Task requirements:
Your task is to copy the records that follow exactly, minus any images.

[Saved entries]
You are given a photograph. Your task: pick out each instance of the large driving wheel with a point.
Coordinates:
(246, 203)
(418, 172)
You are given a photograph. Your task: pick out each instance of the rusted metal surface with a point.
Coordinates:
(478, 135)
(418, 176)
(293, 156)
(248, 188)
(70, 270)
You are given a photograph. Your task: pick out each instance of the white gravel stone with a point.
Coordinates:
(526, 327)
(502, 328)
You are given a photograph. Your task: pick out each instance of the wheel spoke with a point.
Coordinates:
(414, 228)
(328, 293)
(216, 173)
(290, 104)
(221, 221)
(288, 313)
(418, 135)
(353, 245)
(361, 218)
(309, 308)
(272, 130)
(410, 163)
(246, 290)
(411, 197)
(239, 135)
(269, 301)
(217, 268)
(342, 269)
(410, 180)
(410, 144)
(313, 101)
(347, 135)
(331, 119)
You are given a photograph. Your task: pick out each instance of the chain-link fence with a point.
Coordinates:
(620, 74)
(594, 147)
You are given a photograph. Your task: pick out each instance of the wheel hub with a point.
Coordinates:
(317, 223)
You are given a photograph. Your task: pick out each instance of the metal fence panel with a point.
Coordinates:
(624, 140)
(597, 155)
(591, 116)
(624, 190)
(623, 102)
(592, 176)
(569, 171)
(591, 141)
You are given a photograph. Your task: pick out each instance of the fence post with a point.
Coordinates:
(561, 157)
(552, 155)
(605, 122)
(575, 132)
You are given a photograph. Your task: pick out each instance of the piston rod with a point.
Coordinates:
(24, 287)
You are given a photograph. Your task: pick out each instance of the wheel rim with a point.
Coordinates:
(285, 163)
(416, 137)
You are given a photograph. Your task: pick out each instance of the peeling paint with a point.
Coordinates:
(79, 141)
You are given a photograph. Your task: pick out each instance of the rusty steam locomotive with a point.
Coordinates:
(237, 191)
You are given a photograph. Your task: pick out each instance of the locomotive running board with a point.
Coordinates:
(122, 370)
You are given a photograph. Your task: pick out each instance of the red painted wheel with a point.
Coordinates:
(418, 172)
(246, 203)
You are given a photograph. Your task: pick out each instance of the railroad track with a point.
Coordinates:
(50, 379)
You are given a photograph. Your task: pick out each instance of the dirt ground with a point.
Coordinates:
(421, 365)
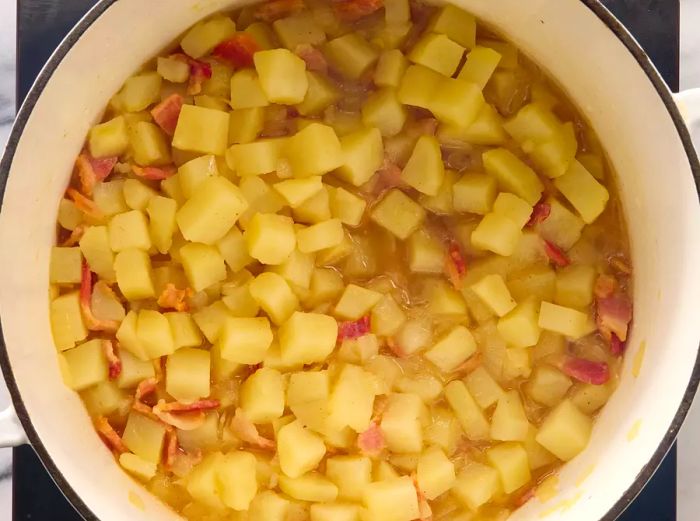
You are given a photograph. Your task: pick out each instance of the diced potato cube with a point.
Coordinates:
(390, 68)
(299, 449)
(574, 286)
(245, 125)
(351, 55)
(383, 110)
(270, 238)
(581, 189)
(483, 387)
(492, 290)
(134, 274)
(476, 484)
(282, 75)
(274, 295)
(245, 340)
(457, 24)
(497, 233)
(351, 474)
(144, 437)
(453, 349)
(320, 236)
(200, 129)
(402, 423)
(352, 400)
(139, 467)
(149, 144)
(129, 230)
(509, 421)
(520, 328)
(435, 473)
(569, 322)
(246, 90)
(391, 500)
(262, 395)
(565, 431)
(356, 302)
(398, 213)
(85, 365)
(154, 333)
(320, 95)
(187, 374)
(474, 193)
(309, 487)
(470, 416)
(109, 138)
(510, 460)
(314, 150)
(203, 265)
(140, 91)
(513, 175)
(203, 37)
(236, 478)
(437, 52)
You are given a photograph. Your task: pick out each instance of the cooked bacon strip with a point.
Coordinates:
(91, 322)
(371, 442)
(237, 50)
(167, 112)
(154, 173)
(315, 60)
(613, 315)
(174, 298)
(91, 171)
(247, 432)
(353, 10)
(85, 205)
(115, 363)
(587, 371)
(455, 265)
(75, 236)
(354, 329)
(556, 255)
(109, 435)
(276, 9)
(539, 214)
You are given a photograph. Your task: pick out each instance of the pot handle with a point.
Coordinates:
(688, 102)
(11, 431)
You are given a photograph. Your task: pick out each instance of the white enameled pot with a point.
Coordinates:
(577, 41)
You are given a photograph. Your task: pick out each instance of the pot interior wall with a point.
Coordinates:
(563, 36)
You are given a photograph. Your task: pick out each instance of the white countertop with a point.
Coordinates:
(689, 456)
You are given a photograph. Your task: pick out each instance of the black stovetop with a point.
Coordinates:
(41, 26)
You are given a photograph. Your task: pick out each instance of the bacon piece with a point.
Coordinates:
(85, 205)
(455, 265)
(91, 171)
(174, 298)
(247, 432)
(276, 9)
(539, 214)
(587, 371)
(371, 442)
(613, 315)
(556, 255)
(237, 50)
(353, 10)
(92, 322)
(115, 363)
(315, 60)
(110, 436)
(354, 329)
(167, 112)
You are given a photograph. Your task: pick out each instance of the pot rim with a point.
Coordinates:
(45, 75)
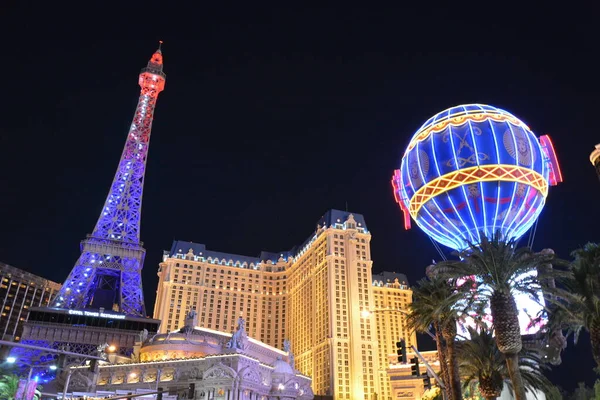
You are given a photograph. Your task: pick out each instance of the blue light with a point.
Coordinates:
(471, 169)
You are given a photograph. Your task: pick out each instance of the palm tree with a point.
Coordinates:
(9, 385)
(580, 305)
(438, 302)
(481, 362)
(501, 270)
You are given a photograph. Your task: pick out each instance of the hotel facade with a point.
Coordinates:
(342, 321)
(19, 291)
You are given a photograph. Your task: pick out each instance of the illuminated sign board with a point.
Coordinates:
(96, 314)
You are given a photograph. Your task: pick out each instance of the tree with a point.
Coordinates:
(579, 299)
(482, 363)
(439, 303)
(500, 270)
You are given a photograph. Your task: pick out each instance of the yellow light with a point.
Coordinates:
(460, 119)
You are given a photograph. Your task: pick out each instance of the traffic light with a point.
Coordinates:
(427, 382)
(401, 351)
(61, 361)
(4, 352)
(414, 368)
(94, 366)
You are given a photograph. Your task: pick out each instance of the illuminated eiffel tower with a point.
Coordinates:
(102, 300)
(108, 272)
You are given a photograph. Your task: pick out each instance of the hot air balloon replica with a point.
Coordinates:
(475, 170)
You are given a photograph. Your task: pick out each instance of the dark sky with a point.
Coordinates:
(270, 117)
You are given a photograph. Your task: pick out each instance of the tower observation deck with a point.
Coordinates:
(102, 301)
(595, 159)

Your response:
You are given a photograph. Your task: pick out each instance of the large driving wheel with a point.
Coordinates:
(246, 203)
(418, 172)
You are given a photograph. Your task: pick out each instance of the rusted metal surface with a point.
Coordinates:
(478, 135)
(418, 176)
(293, 156)
(248, 188)
(70, 270)
You are given a photograph. Your task: pick out each instance of the white gravel stone with a point.
Coordinates:
(526, 327)
(502, 328)
You are given a photograph. Your task: pick out each instance of the wheel spoke with a point.
Coordinates:
(414, 228)
(328, 293)
(216, 173)
(290, 104)
(221, 221)
(288, 313)
(418, 135)
(353, 245)
(361, 218)
(309, 308)
(272, 130)
(410, 163)
(246, 290)
(411, 197)
(239, 135)
(269, 301)
(217, 268)
(342, 269)
(410, 180)
(410, 144)
(313, 101)
(347, 135)
(331, 119)
You are given a photograph. Your task: pick out each instance of the chain-link fence with a point.
Coordinates:
(620, 74)
(594, 147)
You are given a photograph. Your task: pick out each instance of the wheel hub with a point.
Coordinates:
(317, 223)
You are given a photograph. Your task: pick out each instance of the metal fence panel with a point.
Coordinates:
(624, 140)
(597, 155)
(591, 116)
(624, 190)
(623, 102)
(592, 176)
(569, 171)
(591, 141)
You are given a photograph. Your task: pick out each instance of the fence post with a point.
Coordinates:
(561, 157)
(552, 155)
(605, 122)
(575, 132)
You are given a photograph. Your task: pick out each instance of the piston rod with a point.
Coordinates:
(24, 287)
You are given a photograph. Your task: pick out each instance of the wheel rim with a point.
Coordinates:
(285, 163)
(416, 137)
You are given a photograph. Your task: pick out each instance of the peeling paint with a point.
Coordinates:
(79, 141)
You are given a photograph. Your task: pick out each instance of the rusty steam locomotive with a point.
Coordinates:
(237, 191)
You are given a photograph. Your task: pick out each instance of the locomotive running board with a point.
Coordinates:
(122, 370)
You are given a photograph. Your task: pick out each instance of the red painted wheel with a point.
Coordinates:
(418, 172)
(246, 203)
You are given a photograph. Your task: pick out each instance of the railroad track with a point.
Coordinates:
(50, 379)
You are given a photograph. Your task: pick out each instance of the dirt ground with a point.
Coordinates:
(421, 365)
You are given a photograph. Your task: pick out each instance of the diced potato cube with a point.
Coordinates:
(390, 68)
(299, 449)
(574, 286)
(245, 125)
(351, 55)
(383, 110)
(270, 238)
(581, 189)
(483, 387)
(492, 290)
(134, 274)
(476, 484)
(282, 75)
(274, 295)
(245, 340)
(457, 24)
(497, 233)
(351, 474)
(144, 437)
(453, 349)
(320, 236)
(200, 129)
(402, 423)
(352, 400)
(139, 467)
(149, 144)
(129, 230)
(509, 421)
(520, 328)
(435, 473)
(569, 322)
(246, 90)
(391, 500)
(262, 395)
(565, 431)
(356, 302)
(398, 213)
(85, 365)
(154, 333)
(320, 95)
(187, 374)
(474, 193)
(309, 487)
(470, 416)
(109, 138)
(510, 460)
(314, 150)
(203, 265)
(140, 91)
(513, 175)
(203, 37)
(236, 478)
(437, 52)
You are given a photograph. Your task: pick out each instance of the cooked bacon strip with a point.
Coordinates:
(91, 322)
(371, 442)
(237, 50)
(167, 112)
(154, 173)
(315, 60)
(613, 315)
(174, 298)
(91, 171)
(247, 432)
(353, 10)
(85, 205)
(115, 363)
(587, 371)
(455, 265)
(75, 236)
(354, 329)
(556, 255)
(109, 435)
(276, 9)
(539, 214)
You are given a photograph. Your task: pick out each instance of the pot handle with a point.
Coordinates:
(688, 102)
(11, 431)
You are given a photograph. Your task: pick out each instance of the white enameled pot with a point.
Coordinates:
(577, 41)
You are given a photograph. Your task: pick out each instance of the pot interior wall with a point.
Coordinates:
(563, 36)
You are given a photograph. Your task: pick out each instance of the white countertop with a point.
Coordinates:
(689, 456)
You are given a photograph. Your task: pick out each instance of the black stovetop with a point.
Coordinates:
(41, 26)
You are given a photograph. Your task: pick out each instance of the bacon piece with a point.
Coordinates:
(85, 205)
(455, 265)
(91, 171)
(174, 298)
(247, 432)
(276, 9)
(539, 214)
(587, 371)
(371, 442)
(613, 315)
(556, 255)
(237, 50)
(353, 10)
(92, 322)
(115, 363)
(315, 60)
(110, 436)
(354, 329)
(167, 112)
You are given a photograph. Your task: pick out each instance of the pot rim with a point.
Coordinates:
(45, 75)
You are given a photograph. Your task: pick out each instance of the blue light with a point.
Coordinates:
(471, 169)
You are given a photograph. Your task: pick out each instance of the palm tree with a point.
Coordinates:
(9, 385)
(580, 305)
(438, 302)
(481, 362)
(501, 270)
You are given a photograph. Your task: pick out each instance of the hotel facade with a point.
Coordinates:
(342, 321)
(19, 291)
You are given a photograph. Your task: pick out each instance of the illuminated sign board with a point.
Coordinates:
(96, 314)
You are given a photograph. Your task: pick out each instance of the tree with a point.
Coordinates:
(579, 299)
(482, 363)
(439, 303)
(500, 270)
You are given a photograph. Your task: pick out each instance of the yellow light with a point.
Coordinates:
(460, 119)
You are given a photograph. Your task: pick out each instance of the traffic light with a point.
Coordinates:
(427, 382)
(401, 351)
(61, 361)
(4, 352)
(414, 368)
(94, 366)
You are given a photograph. Your task: pick out each instance of the illuminated eiffel tower with a point.
Coordinates:
(102, 300)
(108, 272)
You are given a photograph. Your task: pick out each instance of the hot air balloon replica with a point.
Coordinates:
(475, 170)
You are given a photograph. Your task: pick out each instance of the dark sky with a point.
Coordinates:
(270, 117)
You are given a photograph. Your task: pick out each instance of the tower observation deck with a point.
Coordinates:
(102, 301)
(595, 159)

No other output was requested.